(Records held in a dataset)
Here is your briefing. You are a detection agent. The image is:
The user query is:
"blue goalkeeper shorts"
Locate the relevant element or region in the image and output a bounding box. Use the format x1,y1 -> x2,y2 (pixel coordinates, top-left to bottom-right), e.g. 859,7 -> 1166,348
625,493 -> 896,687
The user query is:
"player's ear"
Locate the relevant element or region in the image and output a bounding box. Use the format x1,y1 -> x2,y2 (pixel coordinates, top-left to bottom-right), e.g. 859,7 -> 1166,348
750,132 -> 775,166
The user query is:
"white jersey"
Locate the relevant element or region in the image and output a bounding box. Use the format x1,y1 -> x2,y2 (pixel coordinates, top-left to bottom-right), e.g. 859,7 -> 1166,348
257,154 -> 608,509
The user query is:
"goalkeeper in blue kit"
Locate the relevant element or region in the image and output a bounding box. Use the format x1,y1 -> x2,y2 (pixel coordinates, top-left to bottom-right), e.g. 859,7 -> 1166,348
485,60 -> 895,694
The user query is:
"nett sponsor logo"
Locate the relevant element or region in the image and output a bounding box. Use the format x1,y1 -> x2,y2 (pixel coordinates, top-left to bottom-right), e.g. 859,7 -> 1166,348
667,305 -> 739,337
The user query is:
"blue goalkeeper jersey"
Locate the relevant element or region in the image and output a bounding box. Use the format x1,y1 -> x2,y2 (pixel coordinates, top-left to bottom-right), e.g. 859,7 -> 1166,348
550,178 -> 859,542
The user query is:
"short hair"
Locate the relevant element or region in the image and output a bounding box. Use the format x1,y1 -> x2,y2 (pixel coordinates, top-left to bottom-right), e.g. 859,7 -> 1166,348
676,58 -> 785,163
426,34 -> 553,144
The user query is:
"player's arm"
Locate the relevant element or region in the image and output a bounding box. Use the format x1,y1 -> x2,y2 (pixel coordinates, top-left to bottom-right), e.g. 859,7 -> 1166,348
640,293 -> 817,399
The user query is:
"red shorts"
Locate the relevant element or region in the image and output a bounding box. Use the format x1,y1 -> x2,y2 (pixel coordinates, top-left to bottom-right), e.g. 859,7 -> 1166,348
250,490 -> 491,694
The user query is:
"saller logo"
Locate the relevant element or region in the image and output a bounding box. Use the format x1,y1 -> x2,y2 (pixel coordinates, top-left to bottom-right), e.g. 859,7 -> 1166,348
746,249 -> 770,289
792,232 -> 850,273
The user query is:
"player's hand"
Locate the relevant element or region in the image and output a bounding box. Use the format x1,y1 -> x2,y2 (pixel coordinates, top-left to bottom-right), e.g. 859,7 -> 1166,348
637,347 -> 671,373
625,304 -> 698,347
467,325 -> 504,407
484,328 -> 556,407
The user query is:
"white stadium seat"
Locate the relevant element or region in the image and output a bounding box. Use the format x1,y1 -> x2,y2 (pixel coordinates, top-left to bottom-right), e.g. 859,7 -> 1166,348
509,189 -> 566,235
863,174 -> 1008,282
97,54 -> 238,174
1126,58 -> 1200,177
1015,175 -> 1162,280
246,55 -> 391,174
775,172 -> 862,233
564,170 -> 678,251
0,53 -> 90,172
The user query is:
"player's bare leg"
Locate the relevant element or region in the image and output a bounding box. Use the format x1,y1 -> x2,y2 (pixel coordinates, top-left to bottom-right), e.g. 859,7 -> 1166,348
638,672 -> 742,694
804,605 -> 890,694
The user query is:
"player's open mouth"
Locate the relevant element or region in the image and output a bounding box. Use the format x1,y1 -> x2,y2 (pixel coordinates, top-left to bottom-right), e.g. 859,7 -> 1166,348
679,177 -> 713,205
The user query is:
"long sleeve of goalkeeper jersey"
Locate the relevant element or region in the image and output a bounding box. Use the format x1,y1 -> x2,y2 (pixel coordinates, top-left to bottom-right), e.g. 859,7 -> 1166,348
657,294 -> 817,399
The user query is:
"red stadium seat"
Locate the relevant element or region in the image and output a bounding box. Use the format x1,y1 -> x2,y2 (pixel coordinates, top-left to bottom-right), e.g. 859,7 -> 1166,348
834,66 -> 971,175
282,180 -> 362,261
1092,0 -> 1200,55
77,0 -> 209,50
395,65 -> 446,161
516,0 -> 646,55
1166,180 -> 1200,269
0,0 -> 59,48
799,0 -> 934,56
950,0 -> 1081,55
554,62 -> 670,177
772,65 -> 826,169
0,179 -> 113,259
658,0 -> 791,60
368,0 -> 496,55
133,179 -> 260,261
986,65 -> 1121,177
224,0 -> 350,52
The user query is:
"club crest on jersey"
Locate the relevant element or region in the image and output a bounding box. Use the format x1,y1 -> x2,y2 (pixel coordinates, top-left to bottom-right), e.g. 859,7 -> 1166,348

__Task instructions__.
Copy the stretch from the start of the records through the line containing "750,132 -> 775,166", switching "goalkeeper" to "keeper" and keeping everything else unchanged.

__Answer__.
Here is your briefing. You are a detection agent. The image is:
The user query is:
"blue keeper shorts"
Locate the relevant element or region in the image and output a bounding box. Use the format x1,y1 -> x2,y2 (pixel coordinates, top-left to bottom-right), e.g. 859,7 -> 1166,348
625,493 -> 896,687
The user query is:
"player's ear"
Locate the relevant element or region in the image and output a bounding box. Use the format x1,y1 -> x2,y2 (pixel coordinates, top-left to bottom-right), e.g. 859,7 -> 1166,348
750,132 -> 775,166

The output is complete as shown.